Task statement: Copy every item below word for word, keeping each line in the order it appears.

Data supplied:
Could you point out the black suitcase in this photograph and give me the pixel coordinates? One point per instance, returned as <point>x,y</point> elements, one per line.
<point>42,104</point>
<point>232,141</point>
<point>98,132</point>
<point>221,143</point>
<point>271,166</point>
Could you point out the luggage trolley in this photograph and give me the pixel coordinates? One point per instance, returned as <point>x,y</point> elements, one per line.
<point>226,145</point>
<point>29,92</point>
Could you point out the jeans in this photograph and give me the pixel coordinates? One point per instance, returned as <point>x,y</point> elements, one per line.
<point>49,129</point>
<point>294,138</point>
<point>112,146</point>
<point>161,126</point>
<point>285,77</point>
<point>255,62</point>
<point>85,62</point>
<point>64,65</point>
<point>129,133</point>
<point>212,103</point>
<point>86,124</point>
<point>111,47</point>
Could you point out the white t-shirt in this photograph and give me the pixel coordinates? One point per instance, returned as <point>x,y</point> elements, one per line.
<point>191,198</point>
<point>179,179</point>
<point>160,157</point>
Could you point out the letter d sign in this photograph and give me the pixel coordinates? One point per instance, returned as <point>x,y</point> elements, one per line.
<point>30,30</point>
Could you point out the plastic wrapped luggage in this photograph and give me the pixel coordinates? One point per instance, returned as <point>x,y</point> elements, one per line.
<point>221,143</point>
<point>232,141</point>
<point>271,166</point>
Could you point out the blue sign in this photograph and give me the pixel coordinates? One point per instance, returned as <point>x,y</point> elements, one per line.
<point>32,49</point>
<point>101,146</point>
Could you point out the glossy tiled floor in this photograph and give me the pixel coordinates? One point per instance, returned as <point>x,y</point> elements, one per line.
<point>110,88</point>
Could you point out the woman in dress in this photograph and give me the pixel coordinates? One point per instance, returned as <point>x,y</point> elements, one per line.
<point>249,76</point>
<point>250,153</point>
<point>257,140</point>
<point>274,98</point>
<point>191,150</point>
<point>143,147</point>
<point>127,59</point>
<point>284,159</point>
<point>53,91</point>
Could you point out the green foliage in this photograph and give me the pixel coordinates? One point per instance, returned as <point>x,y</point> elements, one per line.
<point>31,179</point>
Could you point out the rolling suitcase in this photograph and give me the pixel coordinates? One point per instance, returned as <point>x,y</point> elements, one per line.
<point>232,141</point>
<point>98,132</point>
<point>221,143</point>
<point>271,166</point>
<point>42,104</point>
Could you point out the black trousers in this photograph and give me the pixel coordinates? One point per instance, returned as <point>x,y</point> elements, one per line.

Answer for this exercise:
Could you point out the black suitcase in this photograph and give me the pixel coordinates? One point per instance, returned as <point>x,y</point> elements, one per line.
<point>42,104</point>
<point>232,141</point>
<point>98,132</point>
<point>221,143</point>
<point>271,166</point>
Could you point out the luggage trolley in this photograph and give me the pixel coordinates? One point per instance, returned as <point>x,y</point> elements, one per line.
<point>226,145</point>
<point>29,92</point>
Could you point out the jeans in this photograph and give me the pixel coordinates? One point per instance, returned as <point>x,y</point> elements, one per line.
<point>49,129</point>
<point>294,138</point>
<point>112,146</point>
<point>161,126</point>
<point>285,77</point>
<point>255,62</point>
<point>85,62</point>
<point>64,65</point>
<point>129,133</point>
<point>212,103</point>
<point>86,124</point>
<point>111,47</point>
Could you point out the white t-shirt in this photograph and give me the pixel coordinates? One point per instance, returned as <point>x,y</point> elements, one per line.
<point>191,198</point>
<point>179,179</point>
<point>160,157</point>
Could you point out the letter d sign in this photograph and give me the pixel coordinates? One point per instance, returned as <point>x,y</point> elements, one per line.
<point>30,30</point>
Could you point out the plastic wrapped luggage in this photograph and give me the pixel coordinates? One point per instance, returned as <point>x,y</point> elements, one per line.
<point>221,143</point>
<point>232,141</point>
<point>271,166</point>
Could you point out the blue sign in this photograph and give me the pixel coordinates? One point per instance, returned as <point>x,y</point> elements, one per line.
<point>32,49</point>
<point>101,146</point>
Could you point out the glossy tiled floor in this photograph and give me the pixel coordinates? One point per instance, returned as <point>x,y</point> elements, one per line.
<point>110,88</point>
Could you point out the woman in dress in this photograph and give me the pixel coordinates? One point per instance, returned as <point>x,y</point> elements, one per line.
<point>249,76</point>
<point>250,153</point>
<point>257,140</point>
<point>274,98</point>
<point>191,150</point>
<point>143,147</point>
<point>127,59</point>
<point>284,159</point>
<point>53,91</point>
Could you point out the green foliage in this photograph and give me the pixel coordinates? One point per instance, returned as <point>x,y</point> elements, one per line.
<point>31,179</point>
Could you point out the rolling suitcase in this photograph and give me the pixel coordinates? One point per instance, returned as <point>x,y</point> elements, one per line.
<point>232,141</point>
<point>98,132</point>
<point>221,143</point>
<point>271,166</point>
<point>42,104</point>
Could you point out the black trousers in this photograph and give me the pixel coordinates? One point per instance, returned as <point>x,y</point> elements, one per line.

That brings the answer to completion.